Top of PROVIDED MATERIAL
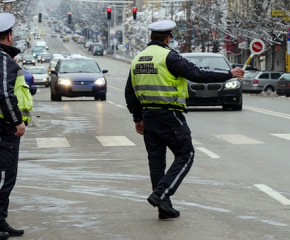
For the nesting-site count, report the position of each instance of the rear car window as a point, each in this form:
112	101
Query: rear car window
210	62
275	75
264	76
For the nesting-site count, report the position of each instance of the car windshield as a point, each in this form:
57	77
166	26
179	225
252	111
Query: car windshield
209	62
28	57
251	74
38	49
37	70
75	66
285	77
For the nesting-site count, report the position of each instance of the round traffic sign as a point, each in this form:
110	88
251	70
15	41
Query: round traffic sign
257	46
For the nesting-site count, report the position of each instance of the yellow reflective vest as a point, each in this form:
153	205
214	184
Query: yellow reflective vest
24	97
154	84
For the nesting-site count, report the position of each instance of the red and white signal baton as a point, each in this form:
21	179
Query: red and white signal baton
257	46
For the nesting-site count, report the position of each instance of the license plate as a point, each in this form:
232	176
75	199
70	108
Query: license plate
82	88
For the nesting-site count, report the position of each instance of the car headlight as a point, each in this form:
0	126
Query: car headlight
232	84
64	81
100	81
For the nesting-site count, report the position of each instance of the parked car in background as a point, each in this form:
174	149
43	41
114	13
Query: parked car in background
21	47
87	44
75	37
45	57
257	82
81	40
78	76
98	50
90	48
29	79
53	62
37	51
64	53
28	59
40	75
248	68
227	94
283	85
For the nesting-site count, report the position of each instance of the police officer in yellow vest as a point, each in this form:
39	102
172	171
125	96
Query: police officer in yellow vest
156	93
15	104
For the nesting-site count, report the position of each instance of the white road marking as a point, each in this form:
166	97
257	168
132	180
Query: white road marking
238	139
120	106
280	198
115	141
282	135
52	142
207	152
194	142
265	111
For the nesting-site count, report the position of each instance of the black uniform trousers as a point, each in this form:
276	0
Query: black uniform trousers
165	128
9	153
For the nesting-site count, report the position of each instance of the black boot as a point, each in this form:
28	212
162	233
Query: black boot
4	235
12	231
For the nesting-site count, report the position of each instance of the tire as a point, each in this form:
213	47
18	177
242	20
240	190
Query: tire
97	97
52	96
269	89
103	97
239	106
58	98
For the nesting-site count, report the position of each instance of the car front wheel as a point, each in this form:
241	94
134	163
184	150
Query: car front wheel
103	97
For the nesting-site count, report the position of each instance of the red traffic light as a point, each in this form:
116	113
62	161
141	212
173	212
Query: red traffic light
134	10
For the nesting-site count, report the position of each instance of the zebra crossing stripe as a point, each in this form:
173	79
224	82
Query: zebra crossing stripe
285	136
56	142
269	191
238	139
114	141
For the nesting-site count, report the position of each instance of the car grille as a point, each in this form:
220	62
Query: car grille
83	83
204	86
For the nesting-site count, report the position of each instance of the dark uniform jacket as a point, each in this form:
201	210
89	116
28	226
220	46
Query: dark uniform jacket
8	75
178	67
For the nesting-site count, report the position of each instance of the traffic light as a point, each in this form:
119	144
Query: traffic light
134	10
216	47
39	17
68	18
109	11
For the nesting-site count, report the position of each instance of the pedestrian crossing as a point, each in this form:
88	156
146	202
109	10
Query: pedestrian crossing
123	141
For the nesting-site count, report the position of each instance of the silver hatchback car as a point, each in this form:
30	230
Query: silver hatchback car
227	94
257	82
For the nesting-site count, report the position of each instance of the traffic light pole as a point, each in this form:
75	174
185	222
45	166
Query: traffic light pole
109	35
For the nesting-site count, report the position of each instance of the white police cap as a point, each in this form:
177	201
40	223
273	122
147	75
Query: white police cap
163	26
6	21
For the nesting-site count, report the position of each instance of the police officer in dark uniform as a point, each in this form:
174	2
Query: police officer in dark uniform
156	93
12	126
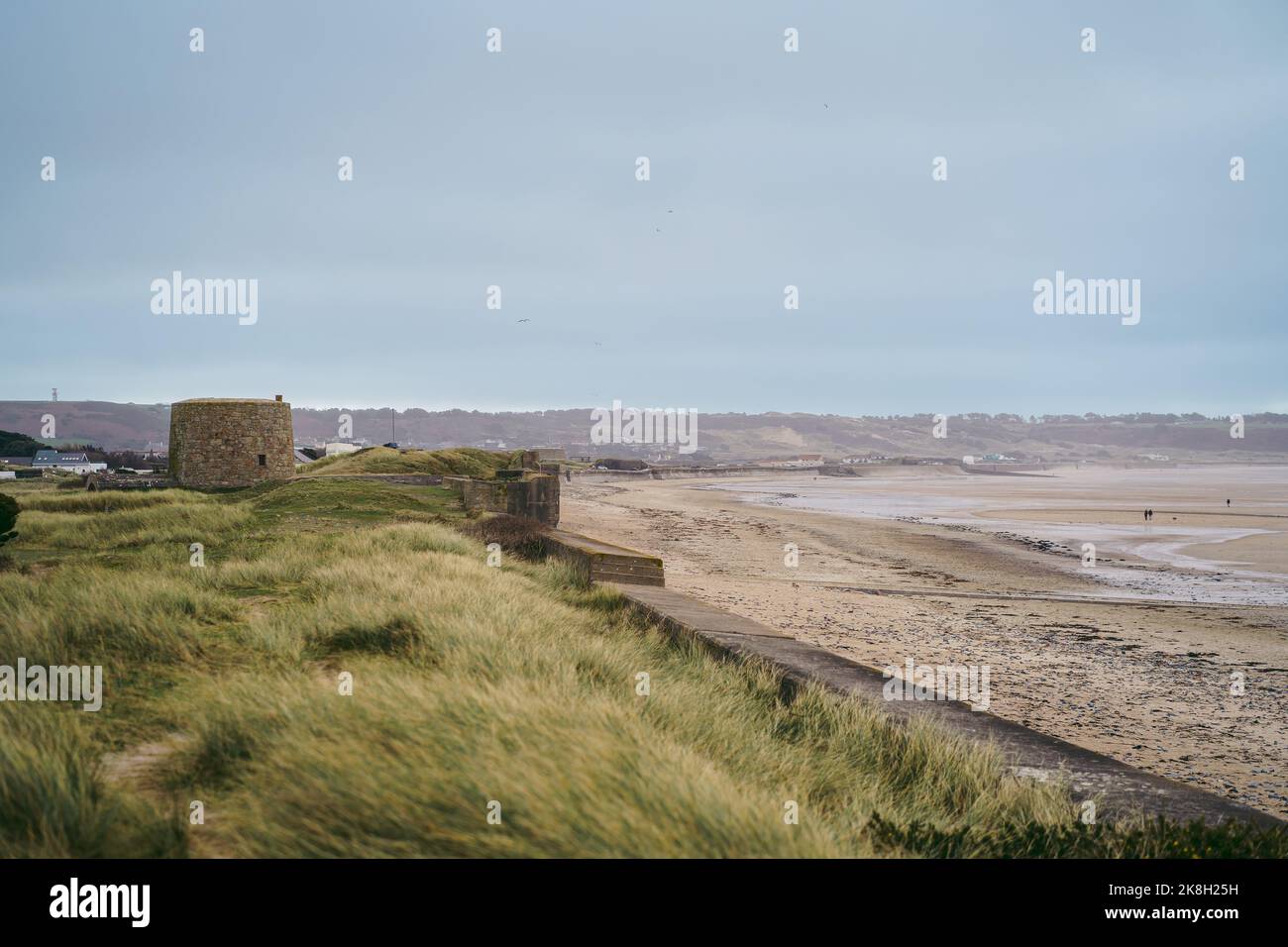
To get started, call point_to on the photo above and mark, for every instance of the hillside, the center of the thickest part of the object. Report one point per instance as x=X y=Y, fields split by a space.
x=721 y=436
x=346 y=676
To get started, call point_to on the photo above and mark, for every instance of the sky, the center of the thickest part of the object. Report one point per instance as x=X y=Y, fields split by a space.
x=767 y=169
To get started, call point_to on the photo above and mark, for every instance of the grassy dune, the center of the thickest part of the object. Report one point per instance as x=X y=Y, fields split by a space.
x=471 y=685
x=464 y=462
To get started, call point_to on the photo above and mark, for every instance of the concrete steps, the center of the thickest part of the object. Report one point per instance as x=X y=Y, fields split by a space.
x=603 y=562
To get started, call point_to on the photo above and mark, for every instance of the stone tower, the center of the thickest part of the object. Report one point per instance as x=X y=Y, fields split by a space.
x=231 y=442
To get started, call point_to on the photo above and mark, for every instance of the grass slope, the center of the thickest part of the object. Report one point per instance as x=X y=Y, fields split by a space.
x=472 y=686
x=463 y=462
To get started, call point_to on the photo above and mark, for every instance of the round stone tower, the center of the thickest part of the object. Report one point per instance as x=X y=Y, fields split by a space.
x=231 y=442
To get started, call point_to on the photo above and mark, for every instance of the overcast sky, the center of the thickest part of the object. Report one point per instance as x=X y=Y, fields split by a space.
x=767 y=169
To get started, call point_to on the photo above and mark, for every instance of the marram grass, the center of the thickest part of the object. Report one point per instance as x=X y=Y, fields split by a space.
x=476 y=690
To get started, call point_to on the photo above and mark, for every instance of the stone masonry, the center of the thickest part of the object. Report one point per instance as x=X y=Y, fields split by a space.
x=231 y=442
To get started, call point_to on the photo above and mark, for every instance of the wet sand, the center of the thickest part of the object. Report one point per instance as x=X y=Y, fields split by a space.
x=1127 y=665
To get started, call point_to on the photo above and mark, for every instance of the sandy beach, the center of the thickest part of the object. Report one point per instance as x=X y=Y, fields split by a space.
x=1138 y=656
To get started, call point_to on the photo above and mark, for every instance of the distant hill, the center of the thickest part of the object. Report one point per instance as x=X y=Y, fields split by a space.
x=13 y=445
x=719 y=436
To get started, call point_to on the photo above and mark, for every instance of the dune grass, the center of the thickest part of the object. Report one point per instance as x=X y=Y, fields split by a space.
x=476 y=689
x=462 y=462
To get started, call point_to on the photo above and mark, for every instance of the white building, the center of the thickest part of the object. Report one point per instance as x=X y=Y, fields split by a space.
x=76 y=462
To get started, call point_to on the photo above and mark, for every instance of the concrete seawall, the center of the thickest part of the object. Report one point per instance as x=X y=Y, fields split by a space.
x=1117 y=789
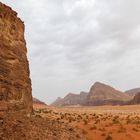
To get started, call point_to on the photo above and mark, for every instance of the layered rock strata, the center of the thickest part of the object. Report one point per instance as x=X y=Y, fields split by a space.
x=15 y=84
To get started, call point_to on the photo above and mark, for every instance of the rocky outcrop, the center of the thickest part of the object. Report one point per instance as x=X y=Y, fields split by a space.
x=132 y=92
x=135 y=100
x=101 y=94
x=15 y=84
x=71 y=99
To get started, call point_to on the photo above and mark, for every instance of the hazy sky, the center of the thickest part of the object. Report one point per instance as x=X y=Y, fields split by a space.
x=73 y=43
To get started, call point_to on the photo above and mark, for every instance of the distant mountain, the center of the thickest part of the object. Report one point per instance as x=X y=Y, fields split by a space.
x=135 y=100
x=102 y=94
x=37 y=101
x=99 y=94
x=132 y=92
x=71 y=99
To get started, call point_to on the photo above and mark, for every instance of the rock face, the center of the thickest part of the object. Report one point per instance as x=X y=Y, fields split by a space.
x=71 y=99
x=135 y=100
x=15 y=84
x=101 y=94
x=132 y=92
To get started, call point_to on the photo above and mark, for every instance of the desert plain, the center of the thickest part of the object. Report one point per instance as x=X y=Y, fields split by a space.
x=98 y=122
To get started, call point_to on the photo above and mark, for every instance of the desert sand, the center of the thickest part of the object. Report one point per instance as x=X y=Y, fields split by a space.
x=98 y=123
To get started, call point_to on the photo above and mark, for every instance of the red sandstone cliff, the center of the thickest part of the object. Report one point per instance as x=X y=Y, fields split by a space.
x=15 y=84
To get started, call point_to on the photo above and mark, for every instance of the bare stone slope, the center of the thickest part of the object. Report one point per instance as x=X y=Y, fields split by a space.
x=15 y=84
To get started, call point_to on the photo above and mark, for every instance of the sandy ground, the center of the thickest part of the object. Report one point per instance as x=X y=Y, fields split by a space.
x=98 y=123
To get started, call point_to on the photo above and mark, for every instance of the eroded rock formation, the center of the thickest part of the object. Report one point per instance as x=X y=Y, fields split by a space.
x=15 y=84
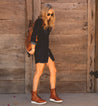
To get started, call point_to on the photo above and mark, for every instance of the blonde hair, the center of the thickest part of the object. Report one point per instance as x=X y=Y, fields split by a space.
x=43 y=15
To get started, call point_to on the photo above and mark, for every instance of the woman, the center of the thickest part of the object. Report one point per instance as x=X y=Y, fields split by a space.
x=42 y=27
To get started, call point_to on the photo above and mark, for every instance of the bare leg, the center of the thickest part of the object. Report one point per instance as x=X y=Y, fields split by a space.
x=52 y=69
x=37 y=74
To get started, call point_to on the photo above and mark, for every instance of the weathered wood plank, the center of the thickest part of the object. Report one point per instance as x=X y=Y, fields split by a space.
x=96 y=43
x=68 y=16
x=11 y=86
x=12 y=73
x=37 y=8
x=68 y=6
x=64 y=1
x=70 y=28
x=28 y=60
x=12 y=18
x=91 y=44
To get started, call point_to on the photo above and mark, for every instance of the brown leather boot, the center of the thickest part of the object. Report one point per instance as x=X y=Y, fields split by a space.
x=36 y=99
x=54 y=97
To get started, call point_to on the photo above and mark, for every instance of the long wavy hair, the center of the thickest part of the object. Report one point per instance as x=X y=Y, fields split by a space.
x=43 y=15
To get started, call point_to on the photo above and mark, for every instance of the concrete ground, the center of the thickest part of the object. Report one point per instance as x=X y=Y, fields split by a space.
x=69 y=99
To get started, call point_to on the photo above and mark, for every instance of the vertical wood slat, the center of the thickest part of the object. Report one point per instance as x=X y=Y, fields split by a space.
x=28 y=60
x=96 y=51
x=91 y=45
x=36 y=8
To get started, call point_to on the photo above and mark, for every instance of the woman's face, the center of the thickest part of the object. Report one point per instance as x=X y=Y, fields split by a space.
x=50 y=14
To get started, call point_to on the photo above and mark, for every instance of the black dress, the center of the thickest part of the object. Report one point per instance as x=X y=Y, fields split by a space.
x=42 y=50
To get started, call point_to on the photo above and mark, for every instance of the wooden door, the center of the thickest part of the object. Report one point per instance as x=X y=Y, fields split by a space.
x=12 y=34
x=72 y=44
Bottom of PROVIDED MATERIAL
**WHAT IS NEEDED:** Transcribe only what runs from the line with "black dress, the" to the last line above, keeping every line exactly as written.

**RESPONSE BELOW:**
To get started, call point_to on the photo above and mark, for every instance of the black dress, the center of the thickest part of the object. Report one point per instance as x=X y=Y, fields split by a space.
x=42 y=50
To get started, call point_to on the photo above and mark, for every instance of the wooden door, the center of the thickest part of the object. Report one point per instance as x=X y=Y, fields split by a space.
x=12 y=34
x=72 y=44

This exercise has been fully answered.